[SET TASK]:
State how many lines in the items below contain the word "painted". Reply with the number alone.

[PROVIDED DATA]:
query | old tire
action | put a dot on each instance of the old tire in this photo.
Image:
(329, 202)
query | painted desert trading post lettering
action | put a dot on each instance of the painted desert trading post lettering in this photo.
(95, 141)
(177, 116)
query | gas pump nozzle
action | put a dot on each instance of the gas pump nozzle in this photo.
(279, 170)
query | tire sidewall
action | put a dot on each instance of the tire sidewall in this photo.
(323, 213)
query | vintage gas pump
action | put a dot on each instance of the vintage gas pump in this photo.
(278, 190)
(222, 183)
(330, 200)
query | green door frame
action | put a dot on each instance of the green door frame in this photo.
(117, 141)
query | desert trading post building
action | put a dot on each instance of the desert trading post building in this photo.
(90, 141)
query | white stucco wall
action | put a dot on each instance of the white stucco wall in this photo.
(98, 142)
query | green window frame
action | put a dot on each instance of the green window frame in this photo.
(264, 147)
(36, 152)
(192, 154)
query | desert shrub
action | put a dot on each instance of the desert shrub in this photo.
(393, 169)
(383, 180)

* * *

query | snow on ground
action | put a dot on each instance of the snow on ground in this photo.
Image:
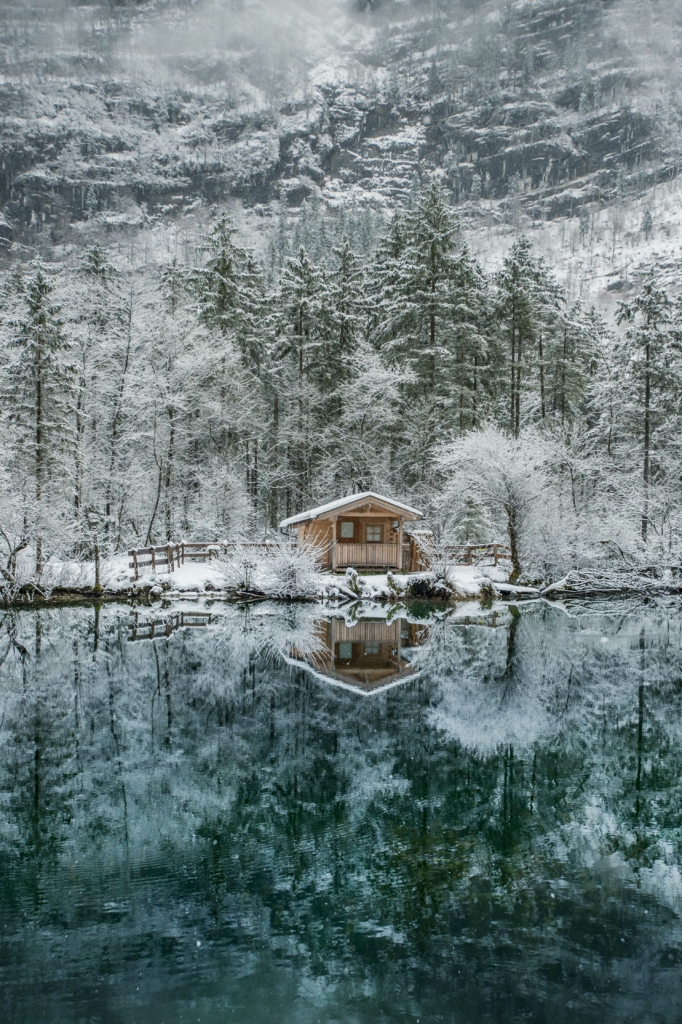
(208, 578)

...

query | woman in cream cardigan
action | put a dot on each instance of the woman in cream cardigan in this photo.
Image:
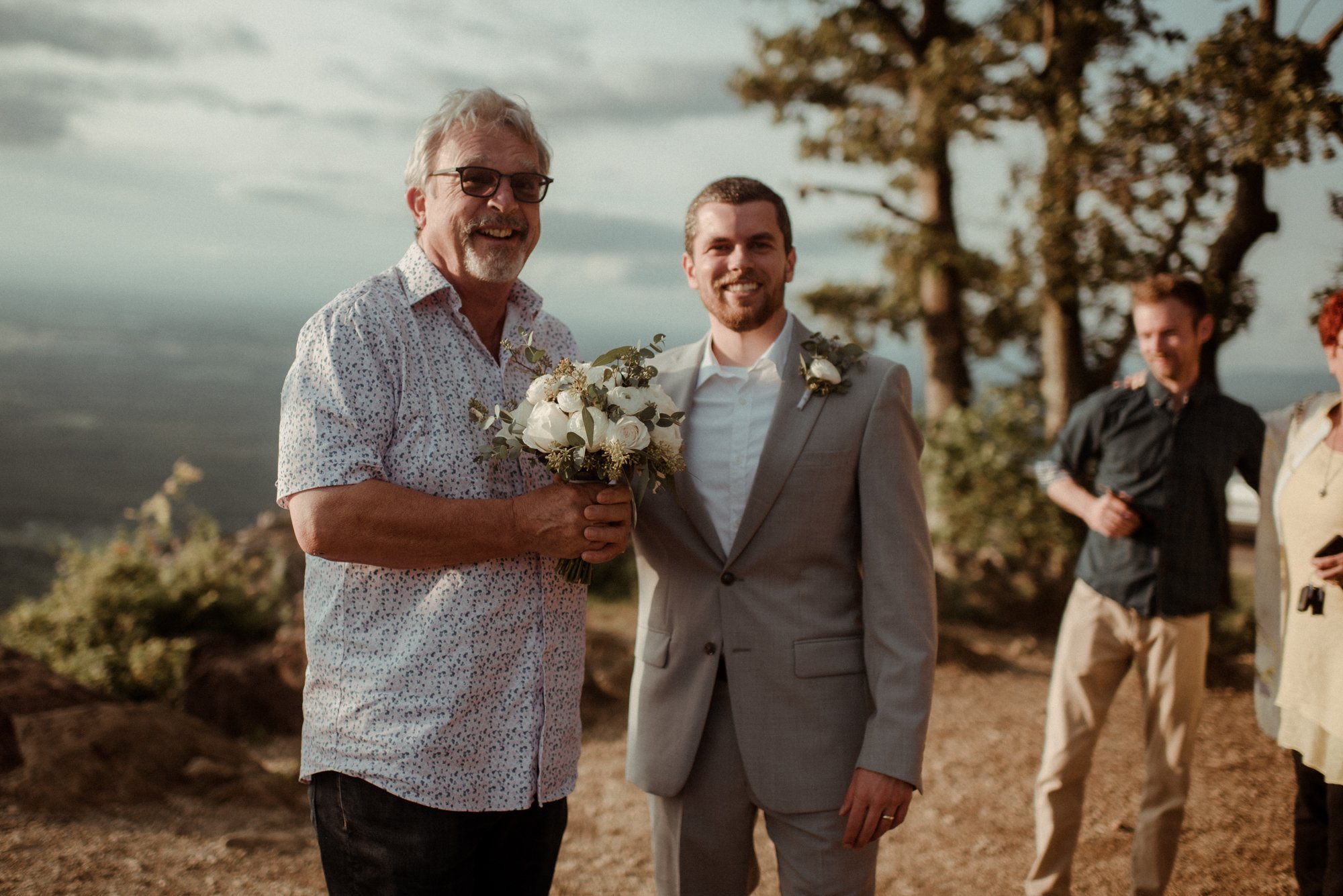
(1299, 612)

[PROBLEM SOLUTION]:
2